Strafverfahren wegen Raubs: Finale Verknüpfung von Nötigung und Wegnahme; Urteilsfeststellungen zur Einsicht des Täters bei Minderung der Einsichts- und Steuerungsfähigkeit


Tenor

1. Auf die Revisionen der Angeklagten wird das Urteil des [X.] vom 21. Dezember 2011

a) soweit es den Angeklagten [X.]     betrifft im Fall 3 der Urteilsgründe mit den zugehörigen Feststellungen und im Gesamtstrafenausspruch aufgehoben;

b) soweit es den Angeklagten [X.]betrifft insgesamt aufgehoben; die Feststellungen zum äußeren Tatgeschehen bleiben jedoch bestehen.

Im Umfang der Aufhebung wird die Sache zu neuer Verhandlung und Entscheidung, auch über die Kosten der Rechtsmittel und die dem Nebenkläger dadurch entstandenen notwendigen Auslagen, an eine andere Strafkammer des Landgerichts zurückverwiesen.

2. Die weitergehenden Revisionen der Angeklagten werden verworfen.

■ Aufgabenstellung 1 ■
Übertragen Sie den Satz „Die weitergehenden Revisionen der Angeklagten werden verworfen.“ aus dem Ausgangstext ins Englische.
■ Aufgabenstellung 2 ■
Geben Sie den Abschnitt des Ausgangstexts von „a) soweit es“ bis einschließlich „bleiben jedoch bestehen.“ wortgetreu aus.

■ Bereitgestellte Daten ■
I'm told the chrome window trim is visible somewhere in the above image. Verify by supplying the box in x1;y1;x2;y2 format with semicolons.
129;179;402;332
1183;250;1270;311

■ Lösung 1 ■
The defendants' further appeals on points of law are dismissed.

■ Lösung 2 ■
a) soweit es den Angeklagten [X.]     betrifft im Fall 3 der Urteilsgründe mit den zugehörigen Feststellungen und im Gesamtstrafenausspruch aufgehoben;

b) soweit es den Angeklagten [X.]betrifft insgesamt aufgehoben; die Feststellungen zum äußeren Tatgeschehen bleiben jedoch bestehen.